• **SELECTED PASSAGE**:
———

A Dog's Best Friend
08/22/1994 AT 01:00 AM EDT
08/22/1994 AT 01:00 AM EDT
TWO SMALL GARMENTS—A PLAID winter jacket and a khaki raincoat—sit neatly folded on a white pedestal in the dining room of Martin Scot Kosins's home in Huntington Woods outside Detroit. Nearby is a framed charcoal sketch of Maya, the female boxer-shepherd that once wore the coats. In the living room, several partially chewed dog toys are lined up in front of the fireplace. And on a small buffet table, a photograph of Maya sits framed next to one of Kosins's mother. "Everything in the house is how it was when Maya died," says Kosins. "I've been reluctant to change anything."

———

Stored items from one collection
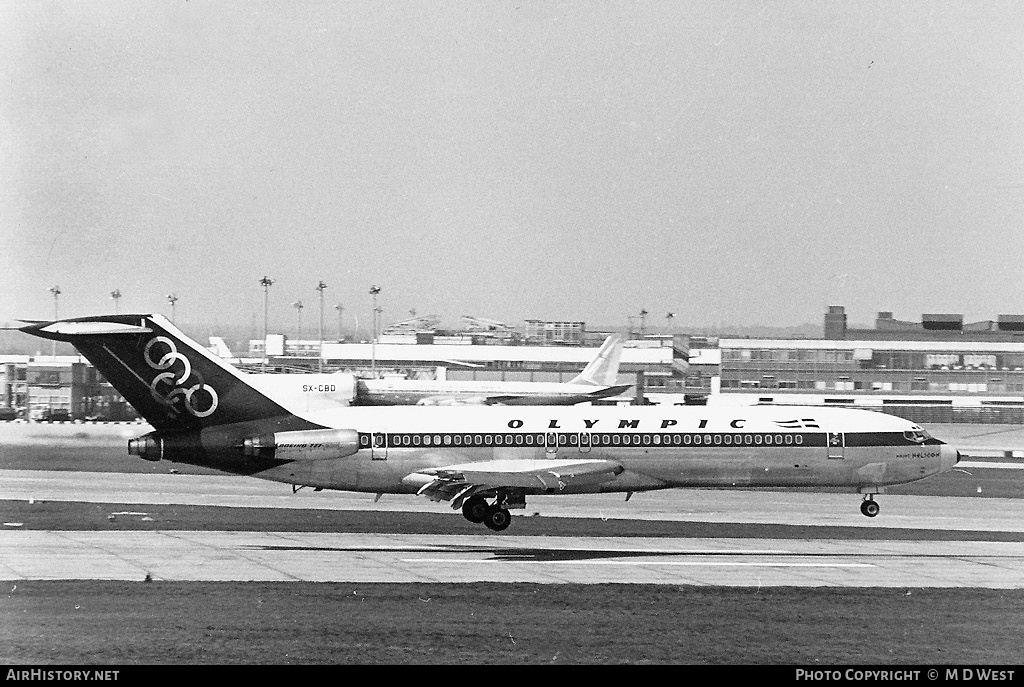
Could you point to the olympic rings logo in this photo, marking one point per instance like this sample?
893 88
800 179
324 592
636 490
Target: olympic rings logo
173 381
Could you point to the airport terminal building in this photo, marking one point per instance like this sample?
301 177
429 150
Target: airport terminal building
936 370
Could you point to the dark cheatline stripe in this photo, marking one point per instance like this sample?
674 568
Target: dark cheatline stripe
651 440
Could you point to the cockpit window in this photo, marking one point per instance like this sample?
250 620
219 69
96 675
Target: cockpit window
915 435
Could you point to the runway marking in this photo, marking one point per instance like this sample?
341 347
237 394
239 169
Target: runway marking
687 563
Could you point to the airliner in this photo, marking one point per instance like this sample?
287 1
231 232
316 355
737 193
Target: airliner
595 382
482 460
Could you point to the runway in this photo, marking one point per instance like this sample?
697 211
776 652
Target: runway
918 541
387 558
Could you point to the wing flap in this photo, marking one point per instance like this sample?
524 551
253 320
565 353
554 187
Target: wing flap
548 475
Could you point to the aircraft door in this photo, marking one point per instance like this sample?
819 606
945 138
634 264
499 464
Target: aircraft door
551 442
585 442
837 443
378 449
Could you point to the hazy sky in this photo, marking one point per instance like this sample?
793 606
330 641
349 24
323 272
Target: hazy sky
731 162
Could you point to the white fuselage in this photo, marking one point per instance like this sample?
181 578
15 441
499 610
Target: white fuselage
657 446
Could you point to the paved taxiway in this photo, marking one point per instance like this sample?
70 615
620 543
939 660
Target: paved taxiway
922 559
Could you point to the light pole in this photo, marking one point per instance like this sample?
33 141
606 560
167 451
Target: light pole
266 283
320 345
298 307
373 341
172 299
56 310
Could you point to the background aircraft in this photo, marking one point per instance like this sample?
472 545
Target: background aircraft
596 381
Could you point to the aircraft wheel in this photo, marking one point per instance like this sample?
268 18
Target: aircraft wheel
475 509
497 518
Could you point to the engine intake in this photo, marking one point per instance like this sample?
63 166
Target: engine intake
311 444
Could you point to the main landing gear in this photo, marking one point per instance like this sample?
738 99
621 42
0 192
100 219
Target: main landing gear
496 516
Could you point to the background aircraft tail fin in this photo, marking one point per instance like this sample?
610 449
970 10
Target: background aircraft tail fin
603 370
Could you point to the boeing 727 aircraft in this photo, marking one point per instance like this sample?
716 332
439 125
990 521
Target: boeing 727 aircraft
483 460
596 381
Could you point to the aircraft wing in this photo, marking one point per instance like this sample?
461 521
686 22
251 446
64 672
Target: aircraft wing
452 481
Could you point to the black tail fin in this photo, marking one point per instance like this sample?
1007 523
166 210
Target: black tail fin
173 382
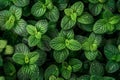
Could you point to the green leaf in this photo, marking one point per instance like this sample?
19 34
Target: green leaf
10 23
53 14
73 45
42 26
4 16
107 14
86 18
102 26
118 5
16 11
114 19
78 8
111 5
67 23
95 9
21 48
21 3
9 69
20 28
108 78
91 44
49 4
38 9
96 77
84 77
117 26
91 55
73 16
112 66
66 71
51 70
58 43
33 56
68 34
76 64
94 1
3 44
27 72
68 11
110 51
44 43
9 50
1 61
33 41
2 78
96 68
52 77
42 57
61 55
31 29
19 58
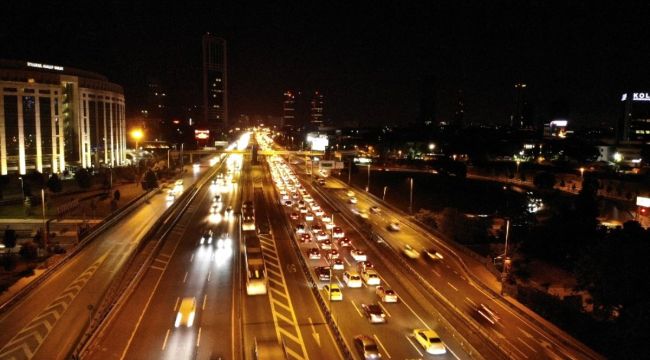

———

• **SET EXERCISE 1**: In the Maya article, which two garments sit folded on the white pedestal?
• **SET EXERCISE 2**: Pick up the Maya article after its final sentence and carry it forward.
These records were drawn from a separate source.

• **TASK RESULT 1**: A plaid winter jacket and a khaki raincoat.

• **TASK RESULT 2**:
Six years after the death of his beloved dog, Kosins, 47, a pianist and composer whose work has been performed by Sir Neville Marriner conducting the Detroit Symphony Orchestra, remains devoted to her memory. And the slender, soulful tribute he penned to Maya in the months after her death has become a surprise hit. Titled Maya's First Rose—a reference to the flower he placed on her blanket on Dec. 6, 1988, the day after she died—the book was first published in 1992 when Kosins and Maya's illustrator, Howard Fridson, put up $25,000 of their own savings to print 3,000 copies. They hand-delivered them to several Detroit bookstores, and within two months, it had become a local best-seller. Then, in July 1993, Maya was picked up by New York City-based Villard Books; to date it has sold more than 15,000 copies and has gone into a second printing. "All the love I felt for Maya I tried to put in the book," says Kosins. "People suffer the loss of their pets in silence. They tell me when they read this book, they feel like someone is telling them, 'You have a right to cry.' "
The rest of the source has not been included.